◆ Data to process:
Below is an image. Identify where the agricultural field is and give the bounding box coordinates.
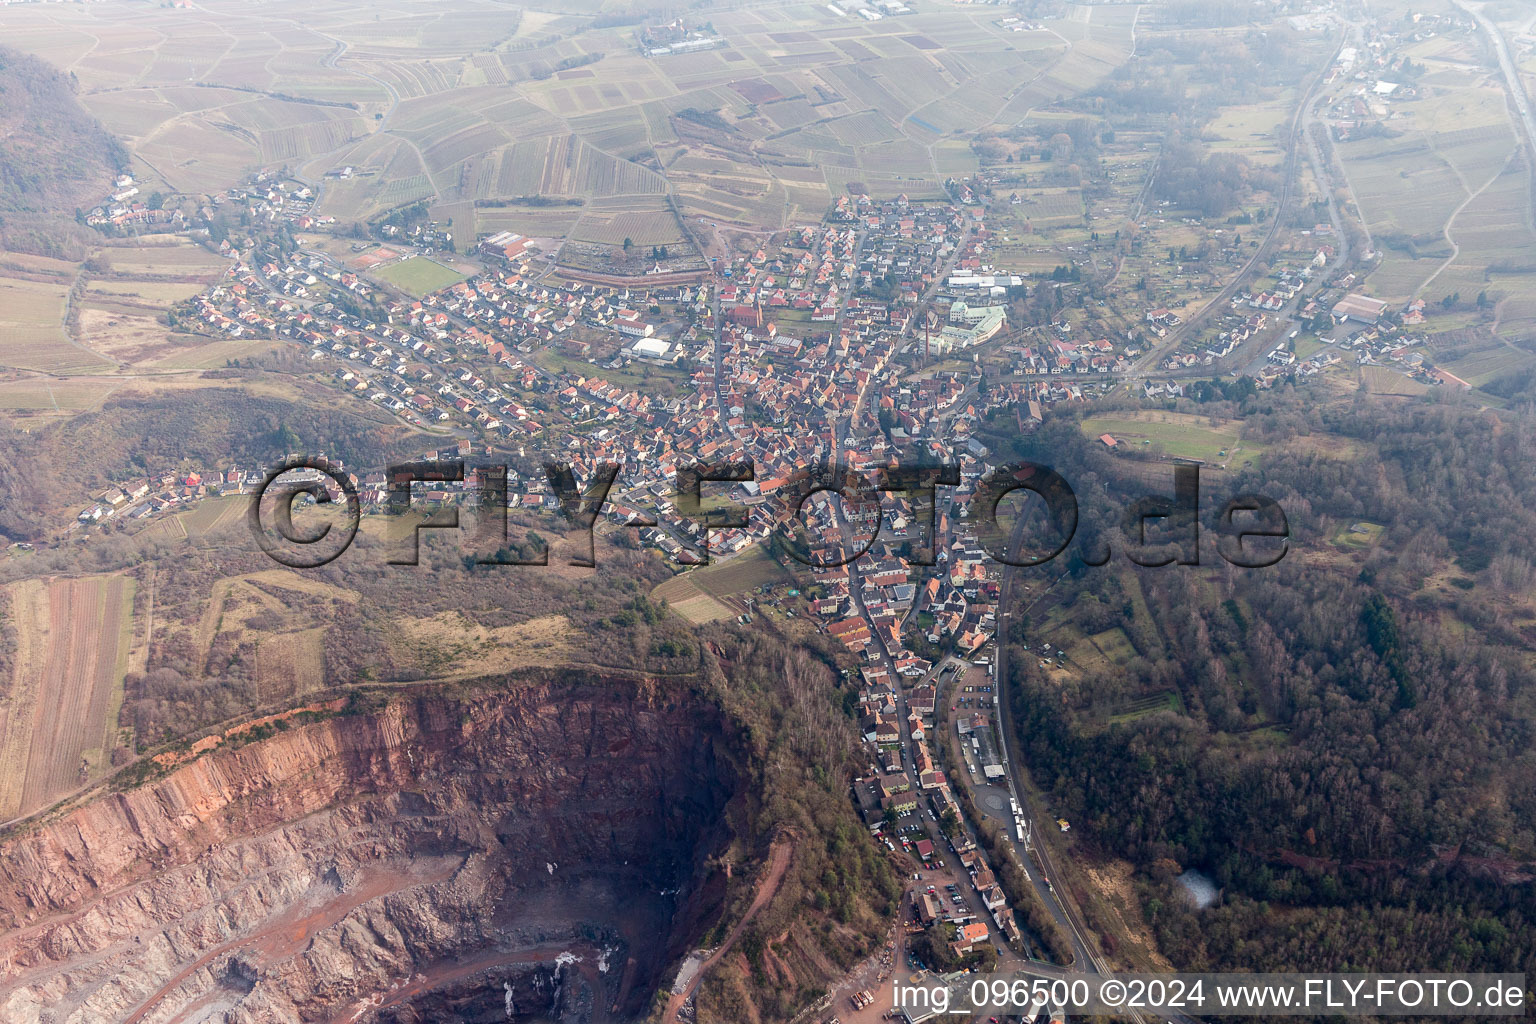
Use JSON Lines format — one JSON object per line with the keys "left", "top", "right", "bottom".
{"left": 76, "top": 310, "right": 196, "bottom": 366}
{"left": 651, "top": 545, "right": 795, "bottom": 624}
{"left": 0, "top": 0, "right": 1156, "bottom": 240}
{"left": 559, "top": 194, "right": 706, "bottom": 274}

◆ Task item:
Reproduce the data above exactly, leaving out any picture in it.

◆ Reply:
Below is an image. Identify where the agricultural field is and give the bounding box coordinates.
Use JSON Lines format — one JSON object per line with the keys "left", "top", "right", "bottom".
{"left": 76, "top": 310, "right": 196, "bottom": 366}
{"left": 651, "top": 545, "right": 795, "bottom": 624}
{"left": 0, "top": 0, "right": 1156, "bottom": 240}
{"left": 559, "top": 194, "right": 706, "bottom": 274}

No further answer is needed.